What is asked: Copy out every line in the listing below that contains the string "dome". Treat uppercase and lowercase as different.

* * *

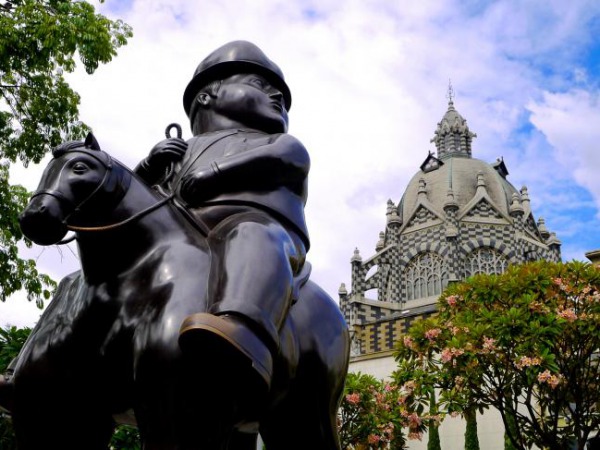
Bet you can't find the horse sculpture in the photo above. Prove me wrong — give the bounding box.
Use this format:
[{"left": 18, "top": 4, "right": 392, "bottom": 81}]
[{"left": 0, "top": 135, "right": 349, "bottom": 450}]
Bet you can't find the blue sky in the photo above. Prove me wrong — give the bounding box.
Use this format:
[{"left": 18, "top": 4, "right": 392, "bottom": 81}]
[{"left": 0, "top": 0, "right": 600, "bottom": 324}]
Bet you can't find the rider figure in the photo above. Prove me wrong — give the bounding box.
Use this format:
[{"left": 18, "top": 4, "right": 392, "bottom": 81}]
[{"left": 136, "top": 41, "right": 310, "bottom": 396}]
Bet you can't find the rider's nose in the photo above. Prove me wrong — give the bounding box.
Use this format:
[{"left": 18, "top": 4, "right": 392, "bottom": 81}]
[{"left": 269, "top": 91, "right": 283, "bottom": 102}]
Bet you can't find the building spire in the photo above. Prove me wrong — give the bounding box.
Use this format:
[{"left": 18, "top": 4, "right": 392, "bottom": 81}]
[
  {"left": 431, "top": 80, "right": 477, "bottom": 159},
  {"left": 446, "top": 78, "right": 455, "bottom": 106}
]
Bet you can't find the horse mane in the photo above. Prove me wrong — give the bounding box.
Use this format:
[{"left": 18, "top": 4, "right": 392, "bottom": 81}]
[{"left": 52, "top": 132, "right": 102, "bottom": 158}]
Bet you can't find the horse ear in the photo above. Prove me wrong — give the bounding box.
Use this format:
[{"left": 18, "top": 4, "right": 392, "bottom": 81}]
[{"left": 84, "top": 131, "right": 100, "bottom": 150}]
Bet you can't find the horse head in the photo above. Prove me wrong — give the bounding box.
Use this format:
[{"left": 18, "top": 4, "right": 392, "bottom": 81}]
[{"left": 19, "top": 133, "right": 131, "bottom": 245}]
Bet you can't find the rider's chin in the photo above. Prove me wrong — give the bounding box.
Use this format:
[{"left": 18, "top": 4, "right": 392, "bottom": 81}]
[{"left": 19, "top": 215, "right": 67, "bottom": 245}]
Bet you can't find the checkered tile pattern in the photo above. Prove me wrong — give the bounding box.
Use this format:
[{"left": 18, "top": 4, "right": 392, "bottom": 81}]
[
  {"left": 466, "top": 199, "right": 503, "bottom": 219},
  {"left": 340, "top": 200, "right": 560, "bottom": 354}
]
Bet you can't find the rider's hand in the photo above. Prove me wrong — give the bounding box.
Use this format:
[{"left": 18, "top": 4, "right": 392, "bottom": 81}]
[
  {"left": 179, "top": 167, "right": 218, "bottom": 205},
  {"left": 134, "top": 138, "right": 187, "bottom": 185},
  {"left": 146, "top": 138, "right": 187, "bottom": 169}
]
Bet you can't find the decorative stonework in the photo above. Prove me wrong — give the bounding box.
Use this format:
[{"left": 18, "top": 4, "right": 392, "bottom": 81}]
[{"left": 340, "top": 98, "right": 561, "bottom": 356}]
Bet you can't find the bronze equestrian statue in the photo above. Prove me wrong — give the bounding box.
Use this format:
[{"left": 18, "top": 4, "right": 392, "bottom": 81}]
[{"left": 0, "top": 41, "right": 349, "bottom": 450}]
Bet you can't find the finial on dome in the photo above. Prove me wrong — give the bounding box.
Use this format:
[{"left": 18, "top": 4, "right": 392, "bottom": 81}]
[{"left": 446, "top": 78, "right": 455, "bottom": 106}]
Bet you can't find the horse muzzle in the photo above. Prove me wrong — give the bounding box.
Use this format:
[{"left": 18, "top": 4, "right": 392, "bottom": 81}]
[{"left": 19, "top": 195, "right": 67, "bottom": 245}]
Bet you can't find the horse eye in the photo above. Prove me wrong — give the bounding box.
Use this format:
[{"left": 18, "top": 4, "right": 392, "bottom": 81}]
[{"left": 73, "top": 162, "right": 88, "bottom": 174}]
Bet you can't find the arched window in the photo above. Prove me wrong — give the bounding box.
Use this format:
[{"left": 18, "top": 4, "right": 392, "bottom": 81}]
[
  {"left": 404, "top": 253, "right": 448, "bottom": 300},
  {"left": 465, "top": 247, "right": 508, "bottom": 277}
]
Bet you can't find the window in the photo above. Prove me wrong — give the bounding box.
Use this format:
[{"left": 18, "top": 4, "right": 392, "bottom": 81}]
[
  {"left": 404, "top": 253, "right": 448, "bottom": 300},
  {"left": 465, "top": 247, "right": 508, "bottom": 277}
]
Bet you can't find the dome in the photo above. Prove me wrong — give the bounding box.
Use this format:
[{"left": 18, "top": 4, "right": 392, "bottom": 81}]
[
  {"left": 398, "top": 155, "right": 520, "bottom": 223},
  {"left": 398, "top": 99, "right": 520, "bottom": 223}
]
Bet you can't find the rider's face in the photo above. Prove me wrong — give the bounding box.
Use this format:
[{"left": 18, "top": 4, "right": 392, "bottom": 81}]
[{"left": 212, "top": 74, "right": 288, "bottom": 133}]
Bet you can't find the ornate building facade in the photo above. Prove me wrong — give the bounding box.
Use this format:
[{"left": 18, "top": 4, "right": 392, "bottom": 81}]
[{"left": 339, "top": 96, "right": 561, "bottom": 362}]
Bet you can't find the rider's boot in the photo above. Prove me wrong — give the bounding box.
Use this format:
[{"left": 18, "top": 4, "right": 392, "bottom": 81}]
[
  {"left": 0, "top": 373, "right": 13, "bottom": 412},
  {"left": 179, "top": 313, "right": 273, "bottom": 398}
]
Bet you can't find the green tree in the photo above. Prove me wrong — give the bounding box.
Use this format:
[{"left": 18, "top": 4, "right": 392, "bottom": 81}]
[
  {"left": 0, "top": 0, "right": 132, "bottom": 307},
  {"left": 0, "top": 327, "right": 31, "bottom": 450},
  {"left": 0, "top": 326, "right": 142, "bottom": 450},
  {"left": 338, "top": 372, "right": 429, "bottom": 450},
  {"left": 397, "top": 261, "right": 600, "bottom": 450},
  {"left": 427, "top": 392, "right": 442, "bottom": 450}
]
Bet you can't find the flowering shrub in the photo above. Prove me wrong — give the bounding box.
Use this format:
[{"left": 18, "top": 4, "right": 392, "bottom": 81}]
[
  {"left": 338, "top": 373, "right": 425, "bottom": 450},
  {"left": 395, "top": 262, "right": 600, "bottom": 450}
]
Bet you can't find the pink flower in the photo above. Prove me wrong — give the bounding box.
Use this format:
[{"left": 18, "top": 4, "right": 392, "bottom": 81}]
[
  {"left": 408, "top": 431, "right": 423, "bottom": 441},
  {"left": 346, "top": 392, "right": 360, "bottom": 405},
  {"left": 446, "top": 295, "right": 458, "bottom": 306},
  {"left": 482, "top": 336, "right": 496, "bottom": 353},
  {"left": 425, "top": 328, "right": 442, "bottom": 341},
  {"left": 538, "top": 370, "right": 562, "bottom": 389},
  {"left": 515, "top": 356, "right": 542, "bottom": 369},
  {"left": 367, "top": 434, "right": 380, "bottom": 444},
  {"left": 556, "top": 308, "right": 577, "bottom": 322},
  {"left": 441, "top": 347, "right": 465, "bottom": 363}
]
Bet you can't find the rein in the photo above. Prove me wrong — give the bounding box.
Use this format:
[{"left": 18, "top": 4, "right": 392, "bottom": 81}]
[{"left": 67, "top": 194, "right": 175, "bottom": 231}]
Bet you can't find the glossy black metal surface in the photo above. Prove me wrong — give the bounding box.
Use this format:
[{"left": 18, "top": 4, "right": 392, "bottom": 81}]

* * *

Solution to this problem:
Bet you can't find the finial on dome in the photo above. Prove me wrong — give the bounding box.
Bet you can't find the dome in the photo above. Prove me wrong — give the bounding box.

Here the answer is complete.